What you will do:
Copy the items below from the line holding "Expected behaviour: when the river water" through the line holding "[401, 123, 435, 140]", inclusive, leaving the requests and their sample coordinates unchanged. Scale every bounding box coordinate in the answers by 0.6, rounding to whole numbers with halves going up, and give only those lines.

◆ ◆ ◆ ◆

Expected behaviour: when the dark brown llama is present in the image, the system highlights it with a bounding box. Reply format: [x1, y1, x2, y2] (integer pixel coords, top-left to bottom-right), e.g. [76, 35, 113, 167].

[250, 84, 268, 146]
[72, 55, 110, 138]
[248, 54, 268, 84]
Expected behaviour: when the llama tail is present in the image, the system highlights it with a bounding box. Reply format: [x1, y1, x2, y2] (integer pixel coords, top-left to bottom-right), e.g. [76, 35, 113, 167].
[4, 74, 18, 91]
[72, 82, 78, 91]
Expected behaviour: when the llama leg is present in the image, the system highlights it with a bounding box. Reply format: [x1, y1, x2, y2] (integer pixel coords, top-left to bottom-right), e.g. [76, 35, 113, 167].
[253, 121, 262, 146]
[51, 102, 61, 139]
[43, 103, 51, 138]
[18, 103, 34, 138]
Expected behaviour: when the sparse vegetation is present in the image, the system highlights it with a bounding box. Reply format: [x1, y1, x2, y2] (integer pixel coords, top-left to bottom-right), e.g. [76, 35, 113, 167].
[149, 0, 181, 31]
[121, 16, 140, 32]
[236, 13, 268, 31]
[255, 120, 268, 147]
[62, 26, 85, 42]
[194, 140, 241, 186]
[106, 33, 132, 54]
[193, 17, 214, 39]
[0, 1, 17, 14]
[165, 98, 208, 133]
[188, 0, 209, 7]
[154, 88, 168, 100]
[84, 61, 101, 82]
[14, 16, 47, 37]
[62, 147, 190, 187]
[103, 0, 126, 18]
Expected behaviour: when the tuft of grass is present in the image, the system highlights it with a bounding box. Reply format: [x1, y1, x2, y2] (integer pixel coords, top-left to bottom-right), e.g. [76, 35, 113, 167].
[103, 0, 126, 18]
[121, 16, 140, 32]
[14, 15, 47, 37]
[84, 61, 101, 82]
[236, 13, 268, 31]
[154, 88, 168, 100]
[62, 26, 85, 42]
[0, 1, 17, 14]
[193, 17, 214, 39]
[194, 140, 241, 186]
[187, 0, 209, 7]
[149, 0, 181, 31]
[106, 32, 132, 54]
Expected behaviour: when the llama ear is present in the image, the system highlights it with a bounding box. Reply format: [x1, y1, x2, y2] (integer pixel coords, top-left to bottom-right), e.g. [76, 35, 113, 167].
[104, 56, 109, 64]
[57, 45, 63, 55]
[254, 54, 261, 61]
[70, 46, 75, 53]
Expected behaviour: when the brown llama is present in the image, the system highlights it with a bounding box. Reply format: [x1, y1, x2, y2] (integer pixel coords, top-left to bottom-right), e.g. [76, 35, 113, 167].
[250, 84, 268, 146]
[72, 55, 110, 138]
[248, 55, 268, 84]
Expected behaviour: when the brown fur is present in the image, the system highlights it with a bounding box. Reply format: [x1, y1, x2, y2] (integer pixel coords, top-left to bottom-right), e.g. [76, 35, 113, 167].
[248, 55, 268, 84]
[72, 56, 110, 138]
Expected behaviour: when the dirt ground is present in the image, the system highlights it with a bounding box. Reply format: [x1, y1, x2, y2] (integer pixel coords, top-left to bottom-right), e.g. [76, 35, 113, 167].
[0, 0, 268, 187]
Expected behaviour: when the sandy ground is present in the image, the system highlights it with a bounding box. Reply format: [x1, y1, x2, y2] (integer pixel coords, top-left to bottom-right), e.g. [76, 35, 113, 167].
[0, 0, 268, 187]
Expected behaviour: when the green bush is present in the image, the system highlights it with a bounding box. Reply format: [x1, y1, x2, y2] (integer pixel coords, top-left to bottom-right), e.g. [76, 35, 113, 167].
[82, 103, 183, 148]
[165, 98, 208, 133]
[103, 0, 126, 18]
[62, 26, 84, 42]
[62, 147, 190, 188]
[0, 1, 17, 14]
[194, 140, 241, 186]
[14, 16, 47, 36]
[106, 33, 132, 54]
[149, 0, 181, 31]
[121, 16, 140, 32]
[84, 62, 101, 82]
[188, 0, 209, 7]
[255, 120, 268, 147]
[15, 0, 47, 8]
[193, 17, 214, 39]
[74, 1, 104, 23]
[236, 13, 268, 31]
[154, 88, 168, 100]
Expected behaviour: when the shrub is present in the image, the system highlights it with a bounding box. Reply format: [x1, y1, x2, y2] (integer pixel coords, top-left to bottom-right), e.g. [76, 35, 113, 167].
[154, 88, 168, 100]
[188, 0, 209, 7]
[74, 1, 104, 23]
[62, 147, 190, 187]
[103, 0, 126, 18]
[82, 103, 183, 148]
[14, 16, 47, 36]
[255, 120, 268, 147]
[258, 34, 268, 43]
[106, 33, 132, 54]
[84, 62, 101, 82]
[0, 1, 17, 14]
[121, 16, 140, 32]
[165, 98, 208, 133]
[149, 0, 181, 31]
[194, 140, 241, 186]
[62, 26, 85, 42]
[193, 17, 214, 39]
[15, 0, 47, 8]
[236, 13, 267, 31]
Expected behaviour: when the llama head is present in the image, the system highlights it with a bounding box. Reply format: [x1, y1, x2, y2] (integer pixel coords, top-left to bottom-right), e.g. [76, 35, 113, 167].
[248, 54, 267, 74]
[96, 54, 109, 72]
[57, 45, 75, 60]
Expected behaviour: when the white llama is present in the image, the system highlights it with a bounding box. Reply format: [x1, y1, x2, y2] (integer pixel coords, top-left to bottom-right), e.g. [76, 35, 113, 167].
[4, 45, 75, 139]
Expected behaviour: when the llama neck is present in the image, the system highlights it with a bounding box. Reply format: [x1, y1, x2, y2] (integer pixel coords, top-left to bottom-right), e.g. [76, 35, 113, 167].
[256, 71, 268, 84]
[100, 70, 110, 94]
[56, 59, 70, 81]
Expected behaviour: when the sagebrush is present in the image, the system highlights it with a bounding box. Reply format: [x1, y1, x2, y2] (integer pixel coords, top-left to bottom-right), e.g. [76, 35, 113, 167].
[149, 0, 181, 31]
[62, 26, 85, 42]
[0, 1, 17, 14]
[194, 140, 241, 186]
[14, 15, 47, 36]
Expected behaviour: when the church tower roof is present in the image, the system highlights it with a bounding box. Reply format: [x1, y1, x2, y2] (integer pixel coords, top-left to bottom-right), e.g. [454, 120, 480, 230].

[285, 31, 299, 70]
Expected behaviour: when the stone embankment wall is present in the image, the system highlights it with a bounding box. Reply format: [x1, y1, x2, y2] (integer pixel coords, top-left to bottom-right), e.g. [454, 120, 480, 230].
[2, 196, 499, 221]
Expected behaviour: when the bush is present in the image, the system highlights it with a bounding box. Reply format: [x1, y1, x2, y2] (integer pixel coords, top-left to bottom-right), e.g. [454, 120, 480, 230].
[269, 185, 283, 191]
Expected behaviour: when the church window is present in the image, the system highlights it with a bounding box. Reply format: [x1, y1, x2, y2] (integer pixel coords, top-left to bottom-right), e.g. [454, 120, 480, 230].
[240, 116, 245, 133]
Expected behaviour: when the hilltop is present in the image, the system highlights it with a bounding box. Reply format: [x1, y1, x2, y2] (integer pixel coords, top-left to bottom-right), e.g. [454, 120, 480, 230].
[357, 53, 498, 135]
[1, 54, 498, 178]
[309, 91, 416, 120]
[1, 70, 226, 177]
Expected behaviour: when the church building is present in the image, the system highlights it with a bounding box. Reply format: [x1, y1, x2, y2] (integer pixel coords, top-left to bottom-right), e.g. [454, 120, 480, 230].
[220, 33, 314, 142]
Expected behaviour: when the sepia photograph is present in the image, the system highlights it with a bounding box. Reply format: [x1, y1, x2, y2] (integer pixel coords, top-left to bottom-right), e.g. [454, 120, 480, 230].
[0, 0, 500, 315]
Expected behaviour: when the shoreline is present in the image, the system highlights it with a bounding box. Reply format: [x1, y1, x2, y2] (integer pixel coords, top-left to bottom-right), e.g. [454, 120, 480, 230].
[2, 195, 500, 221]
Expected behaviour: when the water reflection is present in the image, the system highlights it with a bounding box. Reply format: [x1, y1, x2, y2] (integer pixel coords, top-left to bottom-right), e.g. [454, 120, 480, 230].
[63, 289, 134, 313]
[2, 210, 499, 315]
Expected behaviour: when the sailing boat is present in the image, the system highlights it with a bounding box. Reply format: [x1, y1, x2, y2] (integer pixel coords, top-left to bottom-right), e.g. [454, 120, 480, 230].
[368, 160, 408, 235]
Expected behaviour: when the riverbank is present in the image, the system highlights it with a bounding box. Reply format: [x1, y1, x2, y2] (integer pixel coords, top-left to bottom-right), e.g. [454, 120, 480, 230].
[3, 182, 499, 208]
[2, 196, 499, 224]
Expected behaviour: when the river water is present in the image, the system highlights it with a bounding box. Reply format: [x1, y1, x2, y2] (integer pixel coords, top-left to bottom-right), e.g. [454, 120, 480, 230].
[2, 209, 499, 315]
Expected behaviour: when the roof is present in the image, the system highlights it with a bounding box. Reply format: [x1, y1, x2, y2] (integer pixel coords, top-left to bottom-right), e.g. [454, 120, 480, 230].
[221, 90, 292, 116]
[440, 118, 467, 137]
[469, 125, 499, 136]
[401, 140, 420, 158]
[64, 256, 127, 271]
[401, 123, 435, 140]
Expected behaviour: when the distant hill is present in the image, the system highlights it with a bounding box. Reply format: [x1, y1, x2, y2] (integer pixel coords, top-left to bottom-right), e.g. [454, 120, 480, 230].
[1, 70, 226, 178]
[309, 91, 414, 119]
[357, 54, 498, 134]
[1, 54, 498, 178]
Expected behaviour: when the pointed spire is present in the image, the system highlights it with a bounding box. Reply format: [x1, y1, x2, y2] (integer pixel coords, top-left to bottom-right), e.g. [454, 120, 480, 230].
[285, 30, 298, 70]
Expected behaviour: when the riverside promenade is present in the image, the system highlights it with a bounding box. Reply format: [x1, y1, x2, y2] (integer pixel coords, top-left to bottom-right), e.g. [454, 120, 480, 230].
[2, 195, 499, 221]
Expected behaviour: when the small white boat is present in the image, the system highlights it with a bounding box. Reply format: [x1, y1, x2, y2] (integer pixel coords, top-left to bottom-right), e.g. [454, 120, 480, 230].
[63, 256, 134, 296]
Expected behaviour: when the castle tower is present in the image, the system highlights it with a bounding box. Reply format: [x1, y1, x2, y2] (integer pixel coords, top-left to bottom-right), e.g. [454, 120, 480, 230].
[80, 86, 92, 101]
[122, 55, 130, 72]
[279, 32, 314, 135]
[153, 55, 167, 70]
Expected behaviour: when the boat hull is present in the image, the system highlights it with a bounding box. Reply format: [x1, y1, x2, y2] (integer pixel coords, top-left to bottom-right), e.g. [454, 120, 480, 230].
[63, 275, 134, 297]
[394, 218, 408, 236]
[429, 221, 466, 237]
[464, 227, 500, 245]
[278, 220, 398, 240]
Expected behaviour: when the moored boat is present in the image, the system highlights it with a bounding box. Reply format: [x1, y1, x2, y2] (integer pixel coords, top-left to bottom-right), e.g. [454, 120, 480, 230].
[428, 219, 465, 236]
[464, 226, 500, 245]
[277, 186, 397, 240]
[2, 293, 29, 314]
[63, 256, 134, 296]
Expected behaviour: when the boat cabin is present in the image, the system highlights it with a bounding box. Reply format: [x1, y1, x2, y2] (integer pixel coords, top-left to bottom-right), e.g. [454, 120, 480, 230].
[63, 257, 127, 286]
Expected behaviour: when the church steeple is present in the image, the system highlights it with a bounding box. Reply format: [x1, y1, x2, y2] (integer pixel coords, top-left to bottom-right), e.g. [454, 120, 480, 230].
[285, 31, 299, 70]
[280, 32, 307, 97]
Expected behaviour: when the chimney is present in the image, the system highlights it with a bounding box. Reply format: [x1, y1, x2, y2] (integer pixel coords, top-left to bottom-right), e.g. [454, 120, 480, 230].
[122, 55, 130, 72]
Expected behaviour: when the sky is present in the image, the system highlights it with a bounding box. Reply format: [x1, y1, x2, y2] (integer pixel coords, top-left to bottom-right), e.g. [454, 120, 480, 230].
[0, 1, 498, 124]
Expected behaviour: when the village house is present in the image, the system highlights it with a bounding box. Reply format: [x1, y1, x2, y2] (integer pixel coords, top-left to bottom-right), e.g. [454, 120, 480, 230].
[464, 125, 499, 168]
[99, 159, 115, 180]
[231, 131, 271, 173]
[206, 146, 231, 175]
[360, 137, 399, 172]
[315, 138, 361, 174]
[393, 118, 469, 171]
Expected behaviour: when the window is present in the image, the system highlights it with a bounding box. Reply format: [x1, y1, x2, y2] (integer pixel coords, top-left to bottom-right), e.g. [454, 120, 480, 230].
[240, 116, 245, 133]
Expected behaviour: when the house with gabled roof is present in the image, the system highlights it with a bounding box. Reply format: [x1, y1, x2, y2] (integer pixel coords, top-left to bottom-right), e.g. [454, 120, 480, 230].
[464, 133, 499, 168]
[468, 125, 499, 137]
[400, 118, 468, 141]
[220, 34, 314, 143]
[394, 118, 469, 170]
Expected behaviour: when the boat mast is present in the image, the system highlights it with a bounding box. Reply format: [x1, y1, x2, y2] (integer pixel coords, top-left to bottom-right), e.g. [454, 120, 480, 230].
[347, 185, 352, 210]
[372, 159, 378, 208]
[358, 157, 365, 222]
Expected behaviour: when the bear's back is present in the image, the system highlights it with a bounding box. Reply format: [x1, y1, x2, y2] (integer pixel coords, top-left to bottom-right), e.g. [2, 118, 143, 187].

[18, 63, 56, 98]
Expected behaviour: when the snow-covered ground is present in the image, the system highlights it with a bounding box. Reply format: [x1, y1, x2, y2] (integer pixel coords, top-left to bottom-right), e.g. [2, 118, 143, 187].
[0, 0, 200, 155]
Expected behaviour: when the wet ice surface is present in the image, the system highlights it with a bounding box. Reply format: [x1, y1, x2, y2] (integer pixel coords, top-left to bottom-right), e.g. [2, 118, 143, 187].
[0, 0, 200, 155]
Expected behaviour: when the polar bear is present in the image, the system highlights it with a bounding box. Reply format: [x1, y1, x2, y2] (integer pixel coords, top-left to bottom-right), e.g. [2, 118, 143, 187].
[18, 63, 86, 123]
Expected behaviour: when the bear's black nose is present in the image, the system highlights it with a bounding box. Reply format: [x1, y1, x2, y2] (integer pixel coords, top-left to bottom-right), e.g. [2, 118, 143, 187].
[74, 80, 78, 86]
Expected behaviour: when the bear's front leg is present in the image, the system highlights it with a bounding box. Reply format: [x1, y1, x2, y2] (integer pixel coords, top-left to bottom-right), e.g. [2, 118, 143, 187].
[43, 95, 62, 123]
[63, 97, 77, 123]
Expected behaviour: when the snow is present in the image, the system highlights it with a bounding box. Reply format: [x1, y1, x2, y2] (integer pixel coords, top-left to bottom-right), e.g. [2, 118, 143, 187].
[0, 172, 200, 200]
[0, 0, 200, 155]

◆ ◆ ◆ ◆

Final result:
Expected behaviour: when the river water is present in the image, the system highlights it with a bounding box. Reply format: [x1, y1, x2, y2] (integer pixel coords, top-left to bottom-right), e.g. [454, 120, 480, 230].
[1, 125, 299, 189]
Expected behaviour: when the roof is present in the image, the system highlights it with a bounding box. Reply format: [x1, y1, x2, y2] (integer pixel coords, top-left to bottom-right), e.g. [454, 120, 480, 230].
[133, 54, 175, 70]
[264, 71, 280, 82]
[281, 75, 299, 82]
[241, 84, 252, 95]
[38, 154, 76, 163]
[241, 74, 261, 84]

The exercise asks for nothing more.